*** DATA SUPPLIED
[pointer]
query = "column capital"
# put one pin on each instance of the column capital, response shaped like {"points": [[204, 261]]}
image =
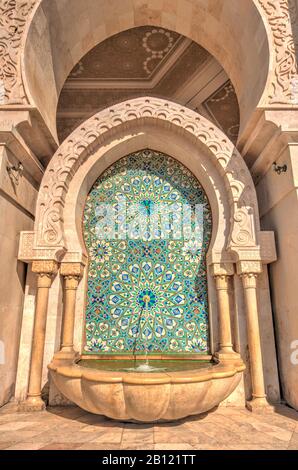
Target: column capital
{"points": [[249, 267], [72, 269], [45, 271], [221, 281], [249, 280], [45, 267], [222, 269], [71, 281]]}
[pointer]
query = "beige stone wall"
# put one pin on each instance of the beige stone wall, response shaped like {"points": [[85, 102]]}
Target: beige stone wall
{"points": [[18, 195], [278, 197], [12, 286]]}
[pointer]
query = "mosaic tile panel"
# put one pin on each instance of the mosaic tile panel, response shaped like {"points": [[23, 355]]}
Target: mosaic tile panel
{"points": [[146, 293]]}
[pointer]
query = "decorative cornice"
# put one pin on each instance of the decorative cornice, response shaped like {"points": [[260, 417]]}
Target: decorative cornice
{"points": [[14, 15], [282, 16]]}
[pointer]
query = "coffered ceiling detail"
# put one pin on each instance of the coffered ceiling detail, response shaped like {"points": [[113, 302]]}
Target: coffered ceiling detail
{"points": [[148, 61]]}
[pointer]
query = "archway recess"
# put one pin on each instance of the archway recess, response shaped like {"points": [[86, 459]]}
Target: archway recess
{"points": [[53, 47], [55, 242], [244, 241]]}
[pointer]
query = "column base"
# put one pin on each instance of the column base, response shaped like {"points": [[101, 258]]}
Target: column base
{"points": [[230, 356], [64, 357], [259, 405], [32, 404]]}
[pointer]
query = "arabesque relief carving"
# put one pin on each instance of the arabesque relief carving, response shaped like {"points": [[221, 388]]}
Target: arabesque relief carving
{"points": [[14, 15], [283, 20]]}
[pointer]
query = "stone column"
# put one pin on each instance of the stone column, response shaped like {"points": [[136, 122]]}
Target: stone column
{"points": [[221, 274], [249, 272], [72, 273], [45, 271]]}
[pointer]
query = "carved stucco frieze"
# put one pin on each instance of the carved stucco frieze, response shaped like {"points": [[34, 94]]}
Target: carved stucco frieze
{"points": [[76, 148], [14, 14], [282, 17]]}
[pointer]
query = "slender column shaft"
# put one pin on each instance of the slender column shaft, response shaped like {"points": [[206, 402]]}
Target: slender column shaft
{"points": [[253, 332], [70, 288], [45, 271], [39, 331], [225, 336]]}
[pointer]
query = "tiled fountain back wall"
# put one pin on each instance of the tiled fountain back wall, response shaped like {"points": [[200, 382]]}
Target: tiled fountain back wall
{"points": [[146, 291]]}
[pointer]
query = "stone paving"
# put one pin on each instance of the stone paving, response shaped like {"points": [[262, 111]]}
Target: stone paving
{"points": [[71, 428]]}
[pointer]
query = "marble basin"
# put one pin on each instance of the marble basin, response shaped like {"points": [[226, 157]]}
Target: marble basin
{"points": [[147, 397]]}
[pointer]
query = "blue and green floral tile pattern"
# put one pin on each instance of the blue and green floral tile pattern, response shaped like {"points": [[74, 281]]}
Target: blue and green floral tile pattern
{"points": [[147, 294]]}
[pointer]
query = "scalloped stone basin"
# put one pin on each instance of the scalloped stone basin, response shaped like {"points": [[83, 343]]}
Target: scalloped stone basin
{"points": [[147, 397]]}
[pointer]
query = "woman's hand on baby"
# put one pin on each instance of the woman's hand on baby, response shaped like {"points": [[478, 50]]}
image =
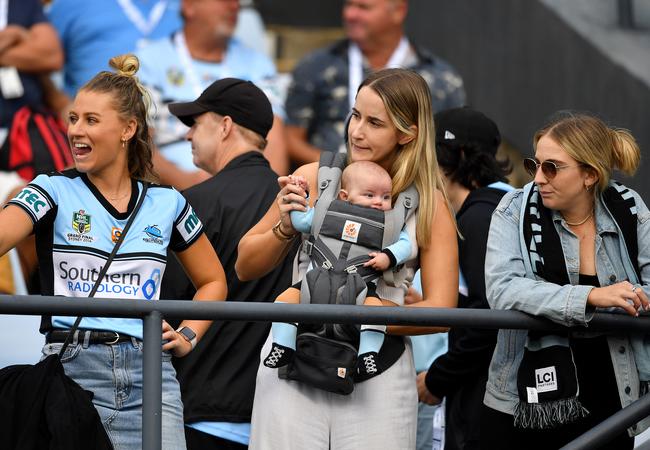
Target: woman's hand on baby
{"points": [[292, 196], [623, 295], [379, 261]]}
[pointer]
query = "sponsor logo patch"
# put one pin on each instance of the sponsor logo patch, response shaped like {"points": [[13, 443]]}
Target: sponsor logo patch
{"points": [[154, 235], [81, 223], [546, 379], [351, 231]]}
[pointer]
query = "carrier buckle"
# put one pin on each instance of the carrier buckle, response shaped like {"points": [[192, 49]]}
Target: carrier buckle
{"points": [[351, 269], [307, 247]]}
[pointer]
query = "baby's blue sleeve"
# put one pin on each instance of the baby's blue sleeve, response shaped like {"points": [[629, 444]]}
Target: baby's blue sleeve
{"points": [[301, 220], [401, 249]]}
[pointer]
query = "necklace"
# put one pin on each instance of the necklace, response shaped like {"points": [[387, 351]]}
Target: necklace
{"points": [[575, 224]]}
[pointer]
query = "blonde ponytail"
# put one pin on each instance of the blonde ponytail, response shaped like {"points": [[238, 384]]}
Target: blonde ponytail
{"points": [[627, 154]]}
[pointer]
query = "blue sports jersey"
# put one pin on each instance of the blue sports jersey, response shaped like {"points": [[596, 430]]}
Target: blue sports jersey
{"points": [[76, 228]]}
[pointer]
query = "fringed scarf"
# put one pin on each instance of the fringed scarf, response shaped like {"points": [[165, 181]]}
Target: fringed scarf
{"points": [[547, 381]]}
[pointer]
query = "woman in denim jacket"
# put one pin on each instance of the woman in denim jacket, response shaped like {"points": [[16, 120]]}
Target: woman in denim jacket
{"points": [[557, 249]]}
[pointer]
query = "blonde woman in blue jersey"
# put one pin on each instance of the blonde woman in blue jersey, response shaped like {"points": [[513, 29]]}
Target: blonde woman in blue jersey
{"points": [[77, 216]]}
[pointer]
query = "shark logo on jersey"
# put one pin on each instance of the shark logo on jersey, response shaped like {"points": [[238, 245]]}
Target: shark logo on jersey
{"points": [[115, 234], [154, 235], [81, 223]]}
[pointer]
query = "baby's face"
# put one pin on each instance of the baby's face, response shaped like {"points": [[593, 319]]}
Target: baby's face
{"points": [[373, 193]]}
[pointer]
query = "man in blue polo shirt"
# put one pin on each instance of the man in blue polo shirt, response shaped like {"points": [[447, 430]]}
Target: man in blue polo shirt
{"points": [[178, 68]]}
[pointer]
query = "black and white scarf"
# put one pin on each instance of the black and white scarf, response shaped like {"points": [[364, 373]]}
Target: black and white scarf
{"points": [[547, 381]]}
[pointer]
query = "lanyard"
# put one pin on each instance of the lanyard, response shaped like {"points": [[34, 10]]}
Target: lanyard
{"points": [[137, 19], [4, 13], [355, 62]]}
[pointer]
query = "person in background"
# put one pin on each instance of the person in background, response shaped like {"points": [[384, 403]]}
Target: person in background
{"points": [[77, 216], [325, 82], [181, 65], [94, 31], [29, 49], [426, 348], [569, 244], [392, 125], [466, 143], [229, 123]]}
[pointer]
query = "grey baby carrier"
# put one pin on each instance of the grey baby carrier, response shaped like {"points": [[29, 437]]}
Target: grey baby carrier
{"points": [[342, 236]]}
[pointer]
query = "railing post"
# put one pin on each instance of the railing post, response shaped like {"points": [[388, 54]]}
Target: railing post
{"points": [[152, 382], [626, 14]]}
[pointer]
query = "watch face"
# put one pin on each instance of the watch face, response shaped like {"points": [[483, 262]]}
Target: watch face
{"points": [[188, 333]]}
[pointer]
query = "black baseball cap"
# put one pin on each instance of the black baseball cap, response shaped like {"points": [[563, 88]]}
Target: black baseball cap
{"points": [[458, 126], [244, 102]]}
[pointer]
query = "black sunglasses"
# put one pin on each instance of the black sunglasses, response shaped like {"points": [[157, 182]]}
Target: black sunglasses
{"points": [[549, 168]]}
******
» **TASK BRIEF**:
Nothing but the pictures may be dropped as you repeat the listing above exactly.

» **SOLUTION**:
[pointer]
query = "column capital"
# put one pin on each instance of the column capital, response shaped like {"points": [[204, 261]]}
image =
Target: column capital
{"points": [[249, 267], [72, 269], [45, 271], [221, 281], [249, 280], [45, 267], [222, 269], [71, 281]]}
[pointer]
query = "beige stone wall"
# put one pin on each instance of the beige stone wall, response shaped like {"points": [[85, 102]]}
Target: beige stone wall
{"points": [[18, 195], [278, 197], [12, 286]]}
[pointer]
query = "mosaic tile panel"
# put one pin on each instance of the mosaic tile panel, response shaped like {"points": [[23, 355]]}
Target: mosaic tile panel
{"points": [[146, 293]]}
[pointer]
query = "decorative cornice"
# put one pin on each instance of the decorative cornice, response shaped like {"points": [[260, 417]]}
Target: decorative cornice
{"points": [[14, 15], [282, 16]]}
[pointer]
query = "coffered ceiling detail"
# put one pin on each instance of the coffered ceiling detail, response shaped like {"points": [[113, 302]]}
Target: coffered ceiling detail
{"points": [[148, 61]]}
[pointer]
query = "archway recess"
# put one pin on each instance of the archway recess, response shaped like {"points": [[86, 459]]}
Target: archway recess
{"points": [[53, 47], [55, 242], [244, 241]]}
[pointer]
query = "column base"
# put one pin on each instance of the column base, response shaped like {"points": [[101, 258]]}
Target: column base
{"points": [[230, 356], [64, 357], [259, 405], [32, 404]]}
[pointer]
query = "arabesque relief carving"
# put one pin on each instance of the arabesque relief carving, response shaped like {"points": [[221, 388]]}
Target: arabesque relief carving
{"points": [[14, 15], [283, 20]]}
[pointer]
query = "stone column"
# put one pin on each instance of the stone column, response shaped like {"points": [[136, 122]]}
Target: stone column
{"points": [[221, 274], [249, 272], [72, 273], [45, 271]]}
[pointer]
query = "carved stucco frieze"
# put one pin on each instance of the carved stucco frieze, response shaped like {"points": [[34, 94]]}
Target: carved stucco frieze
{"points": [[76, 148], [14, 14], [282, 17]]}
[pointer]
query = "slender column shaft"
# put one pin on each instance of the slender column shaft, response shaped like {"points": [[206, 402]]}
Target: slender column shaft
{"points": [[253, 332], [70, 288], [45, 271], [39, 331], [225, 336]]}
[pointer]
query = "tiled fountain back wall"
# put one pin on each instance of the tiled fountain back wall, response shaped like {"points": [[200, 382]]}
Target: tiled fountain back wall
{"points": [[146, 291]]}
[pointer]
query = "stone paving"
# put one pin on each instance of the stone paving, response shaped like {"points": [[262, 111]]}
Target: stone paving
{"points": [[71, 428]]}
[pointer]
query = "marble basin"
# put one pin on each instance of the marble basin, response shaped like {"points": [[226, 157]]}
Target: marble basin
{"points": [[147, 397]]}
[pointer]
query = "blue and green floral tile pattern"
# put one pin on each instance of the blue and green floral tile pattern, response shaped like {"points": [[74, 281]]}
Target: blue and green floral tile pattern
{"points": [[147, 294]]}
[pointer]
query = "scalloped stone basin"
# put one pin on each instance of the scalloped stone basin, response shaped like {"points": [[83, 343]]}
Target: scalloped stone basin
{"points": [[147, 397]]}
[pointer]
query = "woman's hand on baby"
# put one pin on each instance of the woman's hand on baby, response shaped like {"points": [[478, 50]]}
image =
Target: woman's hand on baby
{"points": [[292, 196], [623, 295], [379, 261]]}
[pointer]
query = "sponsor logo patch"
# put one pin on each instance of the sponsor logo patch, response shaped like {"points": [[13, 443]]}
Target: sponsor logo patch
{"points": [[154, 235], [81, 223], [546, 379], [351, 231]]}
[pointer]
query = "carrier buckle"
# put one pin on each instance of the carrier buckle, response shaped like {"points": [[192, 49]]}
Target: carrier buckle
{"points": [[351, 269], [307, 247]]}
[pointer]
query = "baby's blue sleeve"
# put one pin on each instance of the baby's blue sleeve, response shaped like {"points": [[629, 444]]}
Target: baby's blue sleeve
{"points": [[301, 220], [401, 249]]}
[pointer]
query = "necklace"
# put one pin on each instance of the necklace, response shaped like {"points": [[387, 351]]}
Target: necklace
{"points": [[575, 224]]}
[pointer]
query = "blonde ponytail"
# put one pin on each instance of the blonde ponytail, response shaped like {"points": [[238, 384]]}
Target: blonde ponytail
{"points": [[627, 154]]}
[pointer]
query = "blue sports jersey"
# put one pin on each instance of the blue sports jersey, response shaped like {"points": [[596, 430]]}
Target: blue sports jersey
{"points": [[76, 228]]}
[pointer]
query = "fringed scarf"
# put one pin on each instance of the fringed scarf, response shaped like {"points": [[165, 181]]}
Target: fringed scarf
{"points": [[547, 381]]}
[pointer]
query = "woman in denim jacket"
# put one pin on each instance of the woman in denim jacket, response shaped like {"points": [[16, 120]]}
Target: woman in denim jacket
{"points": [[557, 249]]}
[pointer]
query = "blonde woman in blue jersey"
# put one pin on each instance of the blonde woman in blue jersey, response shaped like {"points": [[513, 29]]}
Target: blonde woman in blue jersey
{"points": [[77, 216]]}
[pointer]
query = "shark logo on jersey"
# put one pin on each instance of the shark logo on jersey, response shaped like {"points": [[238, 245]]}
Target: shark logo on jersey
{"points": [[115, 234], [154, 235], [81, 223]]}
[pointer]
query = "baby's face"
# put one pin on each instance of the baby's face, response shaped like {"points": [[593, 319]]}
Target: baby's face
{"points": [[373, 193]]}
[pointer]
query = "man in blue polo shirt"
# put one pin on each instance of the man in blue polo shirt, response shaped like {"points": [[447, 430]]}
Target: man in blue polo shirt
{"points": [[178, 68]]}
[pointer]
query = "black and white scarf"
# put one pin on each instance of the black and white scarf, response shaped like {"points": [[364, 373]]}
Target: black and white scarf
{"points": [[547, 381]]}
[pointer]
query = "lanyard"
# put one pin on each instance of the lanyard, response shaped like {"points": [[34, 10]]}
Target: lanyard
{"points": [[137, 19], [4, 13], [355, 62]]}
[pointer]
query = "person in background"
# put one pin on each instance of the person in background, response shaped like {"points": [[384, 403]]}
Target: person in background
{"points": [[77, 216], [325, 82], [181, 65], [94, 31], [29, 49], [426, 348], [569, 244], [392, 125], [466, 143], [229, 123]]}
[pointer]
query = "grey baby carrier"
# put one pin on each instance of the grey baby carrier, response shaped like {"points": [[29, 437]]}
Target: grey baby carrier
{"points": [[342, 236]]}
[pointer]
query = "railing post"
# put one pin on each instance of the railing post, response shaped like {"points": [[388, 54]]}
Target: railing post
{"points": [[152, 382], [626, 14]]}
[pointer]
query = "watch face"
# put one pin on each instance of the watch face, response shaped like {"points": [[483, 262]]}
Target: watch face
{"points": [[188, 333]]}
[pointer]
query = "black baseball cap"
# put one pin on each instance of the black baseball cap, response shaped like {"points": [[563, 88]]}
Target: black baseball cap
{"points": [[458, 126], [244, 102]]}
[pointer]
query = "black sunglasses"
# put one pin on each instance of the black sunglasses, response shaped like {"points": [[157, 182]]}
Target: black sunglasses
{"points": [[549, 168]]}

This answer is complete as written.